◆ TASK PROMPT:
In the material below, some lines may hold the word "trunk"; state how many do, giving only the number.

◆ RECORDED INFORMATION:
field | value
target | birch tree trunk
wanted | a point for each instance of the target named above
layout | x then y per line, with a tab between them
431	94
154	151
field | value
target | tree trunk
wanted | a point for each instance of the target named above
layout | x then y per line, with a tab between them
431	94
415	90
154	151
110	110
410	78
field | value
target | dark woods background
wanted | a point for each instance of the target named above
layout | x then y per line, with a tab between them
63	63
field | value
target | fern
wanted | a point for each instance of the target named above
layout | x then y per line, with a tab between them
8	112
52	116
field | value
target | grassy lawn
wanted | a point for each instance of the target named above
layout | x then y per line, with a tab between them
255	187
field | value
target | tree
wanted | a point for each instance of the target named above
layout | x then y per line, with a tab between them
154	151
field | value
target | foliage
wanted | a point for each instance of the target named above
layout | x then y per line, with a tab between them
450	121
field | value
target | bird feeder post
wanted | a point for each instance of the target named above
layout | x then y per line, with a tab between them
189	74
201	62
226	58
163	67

◆ YOUR SOLUTION:
2